**What is being asked:** An exact reprint of the data below is required, line for line.

Top of Data for analysis

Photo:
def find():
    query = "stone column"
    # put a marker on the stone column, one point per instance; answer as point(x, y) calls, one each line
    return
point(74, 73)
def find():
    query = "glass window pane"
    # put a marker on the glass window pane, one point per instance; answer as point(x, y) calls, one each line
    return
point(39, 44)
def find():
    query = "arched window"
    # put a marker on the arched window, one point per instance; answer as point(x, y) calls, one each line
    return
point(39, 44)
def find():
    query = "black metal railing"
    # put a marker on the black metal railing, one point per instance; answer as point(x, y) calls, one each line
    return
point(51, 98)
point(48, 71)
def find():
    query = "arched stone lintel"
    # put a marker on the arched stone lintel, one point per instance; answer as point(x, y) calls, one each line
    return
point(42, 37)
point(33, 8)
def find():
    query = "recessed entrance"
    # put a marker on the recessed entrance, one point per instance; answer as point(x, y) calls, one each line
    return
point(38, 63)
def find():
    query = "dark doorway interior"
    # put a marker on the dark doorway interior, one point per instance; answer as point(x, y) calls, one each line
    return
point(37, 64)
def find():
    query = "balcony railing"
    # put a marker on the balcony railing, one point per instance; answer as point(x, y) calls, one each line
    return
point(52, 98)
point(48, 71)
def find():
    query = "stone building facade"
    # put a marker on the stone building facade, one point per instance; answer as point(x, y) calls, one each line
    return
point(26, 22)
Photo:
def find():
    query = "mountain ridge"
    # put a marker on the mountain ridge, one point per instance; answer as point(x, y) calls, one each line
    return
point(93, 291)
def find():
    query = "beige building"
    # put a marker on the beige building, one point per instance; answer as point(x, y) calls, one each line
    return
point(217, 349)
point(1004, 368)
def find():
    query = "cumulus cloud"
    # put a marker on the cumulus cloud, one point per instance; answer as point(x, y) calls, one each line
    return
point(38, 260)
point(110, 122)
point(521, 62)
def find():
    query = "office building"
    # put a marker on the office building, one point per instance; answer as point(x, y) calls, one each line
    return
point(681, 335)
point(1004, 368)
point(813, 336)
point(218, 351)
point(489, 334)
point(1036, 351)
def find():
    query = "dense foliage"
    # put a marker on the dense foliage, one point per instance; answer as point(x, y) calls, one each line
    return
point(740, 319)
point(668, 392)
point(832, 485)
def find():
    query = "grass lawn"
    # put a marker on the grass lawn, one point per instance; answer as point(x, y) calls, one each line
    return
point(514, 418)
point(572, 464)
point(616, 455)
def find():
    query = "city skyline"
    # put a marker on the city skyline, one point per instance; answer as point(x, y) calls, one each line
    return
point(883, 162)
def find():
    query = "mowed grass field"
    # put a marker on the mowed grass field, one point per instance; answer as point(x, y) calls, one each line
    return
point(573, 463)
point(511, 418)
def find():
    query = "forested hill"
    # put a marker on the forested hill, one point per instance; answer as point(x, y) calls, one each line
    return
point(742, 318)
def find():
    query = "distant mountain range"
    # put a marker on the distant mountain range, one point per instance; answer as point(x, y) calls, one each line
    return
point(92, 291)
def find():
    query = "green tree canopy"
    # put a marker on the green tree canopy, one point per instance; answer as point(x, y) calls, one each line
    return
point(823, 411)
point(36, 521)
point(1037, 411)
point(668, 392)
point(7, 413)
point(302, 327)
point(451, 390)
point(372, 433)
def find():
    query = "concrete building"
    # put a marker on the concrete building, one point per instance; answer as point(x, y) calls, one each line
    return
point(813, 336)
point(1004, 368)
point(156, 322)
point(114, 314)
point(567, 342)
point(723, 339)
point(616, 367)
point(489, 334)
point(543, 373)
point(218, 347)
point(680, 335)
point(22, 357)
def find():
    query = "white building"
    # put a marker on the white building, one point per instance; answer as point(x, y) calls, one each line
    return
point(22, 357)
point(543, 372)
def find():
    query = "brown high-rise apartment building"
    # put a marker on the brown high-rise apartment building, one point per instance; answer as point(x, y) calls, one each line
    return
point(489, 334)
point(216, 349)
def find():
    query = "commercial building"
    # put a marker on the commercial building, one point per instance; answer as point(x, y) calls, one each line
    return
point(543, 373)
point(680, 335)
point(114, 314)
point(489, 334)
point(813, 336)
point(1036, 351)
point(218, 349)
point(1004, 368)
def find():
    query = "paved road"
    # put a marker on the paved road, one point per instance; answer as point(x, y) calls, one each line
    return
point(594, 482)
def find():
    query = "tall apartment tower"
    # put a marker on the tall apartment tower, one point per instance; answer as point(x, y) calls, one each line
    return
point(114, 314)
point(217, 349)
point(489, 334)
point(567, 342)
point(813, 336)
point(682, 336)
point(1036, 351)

Bottom of Data for analysis

**Answer to the problem:**
Photo:
def find():
    query = "stone column"
    # put a marker on the stone column, one point per instance; answer as point(x, y) calls, one each line
    return
point(74, 73)
def find():
    query = "glass window pane"
    # put a marker on the glass window pane, one point per instance; answer as point(x, y) calls, one each line
    return
point(39, 44)
def find():
    query = "arched window"
    # put a marker on the arched window, one point per instance; answer as point(x, y) calls, one each line
    return
point(39, 44)
def find():
    query = "black metal railing"
    # put a marker on the black metal railing, one point per instance; answer as point(x, y) calls, one each line
    return
point(51, 98)
point(48, 71)
def find():
    query = "arched stone lintel"
    # put a marker on the arched stone lintel, one point per instance; answer as point(x, y) calls, one each line
    return
point(42, 37)
point(33, 8)
def find():
    query = "recessed entrance"
    # put a marker on the recessed entrance, one point per instance; answer as point(x, y) calls, one each line
    return
point(38, 63)
def find():
    query = "dark doorway interior"
    # put a marker on the dark doorway interior, one point per instance; answer as point(x, y) calls, one each line
    return
point(37, 64)
def find():
    query = "balcony railing"
    # put a marker on the balcony railing, one point per instance; answer as point(x, y) calls, one each line
    return
point(52, 98)
point(48, 71)
def find():
    query = "stone building facade"
    # put a marker on the stone building facade, one point per instance; answer as point(x, y) calls, one each line
    return
point(26, 22)
Photo:
def find():
    query = "mountain ridge"
    # put a marker on the mountain ridge, one point per instance; answer as point(x, y) calls, one each line
    return
point(93, 291)
def find():
    query = "beige building"
    # put a marker on the beige building, one point per instance; answer as point(x, y) calls, one each line
    return
point(217, 349)
point(1004, 368)
def find():
    query = "cumulus cloud"
    # put a marker on the cumulus cloud, one point per instance; answer as point(x, y) calls, one each line
    return
point(38, 260)
point(110, 122)
point(521, 62)
def find():
    query = "office building"
    # put a marker on the office building, one point per instance; answer as point(x, y) calls, one each line
    return
point(681, 335)
point(1004, 368)
point(813, 336)
point(218, 351)
point(489, 334)
point(1036, 351)
def find():
    query = "dense foliage"
    # put a marker on the dense foliage, one point per instance; answer as point(x, y) calls, one each line
    return
point(740, 319)
point(668, 392)
point(832, 485)
def find():
    query = "grass lawn"
    # put a marker on the grass lawn, one point per instance; answer as point(x, y) calls, one each line
    return
point(514, 418)
point(572, 464)
point(616, 455)
def find():
    query = "city skyline"
    # put a marker on the city skyline, one point per instance; answer as point(x, y) calls, one each line
    return
point(883, 162)
def find():
    query = "mowed grass field"
    # put a marker on the mowed grass field, one point per instance; answer as point(x, y) calls, one each line
    return
point(573, 463)
point(511, 418)
def find():
    query = "forested hill"
    # put a marker on the forested hill, one point per instance; answer as point(x, y) calls, one each line
    return
point(742, 318)
def find():
    query = "distant mountain range"
    # put a marker on the distant mountain range, one point per instance; answer as point(x, y) calls, one each line
    return
point(92, 291)
def find():
    query = "green tree canopy"
    # put a marker on the green tree canopy, one point per instance; answer as point(x, y) calls, one each line
    return
point(823, 411)
point(36, 521)
point(1037, 411)
point(668, 392)
point(7, 413)
point(302, 327)
point(451, 390)
point(372, 433)
def find():
    query = "concrete building"
    # put a marker on the concrete building, one point per instance; answer as point(x, y) calls, one each line
    return
point(813, 336)
point(1004, 368)
point(156, 322)
point(114, 314)
point(567, 342)
point(723, 339)
point(616, 367)
point(489, 334)
point(543, 373)
point(218, 347)
point(680, 335)
point(22, 357)
def find():
    query = "white building"
    # put a marker on the white building, one point per instance; answer as point(x, y) calls, one each line
    return
point(22, 357)
point(543, 372)
def find():
    query = "brown high-rise apartment building"
    # put a marker on the brown high-rise apartment building, one point per instance; answer as point(x, y) calls, one each line
    return
point(489, 334)
point(216, 349)
def find():
    query = "commercial building"
    # put a marker on the commercial building, one point per instance; answer as point(x, y) calls, one each line
    return
point(543, 373)
point(680, 335)
point(114, 314)
point(489, 334)
point(813, 336)
point(1036, 351)
point(218, 349)
point(1004, 368)
def find():
    query = "paved road"
    # put a marker on the paved road, one point per instance; answer as point(x, y) calls, one each line
    return
point(594, 482)
def find():
    query = "tall apartment tower"
    # put a marker on the tall apartment tower, one point per instance; answer as point(x, y) calls, one each line
    return
point(114, 314)
point(217, 349)
point(489, 334)
point(567, 342)
point(813, 336)
point(682, 336)
point(1036, 351)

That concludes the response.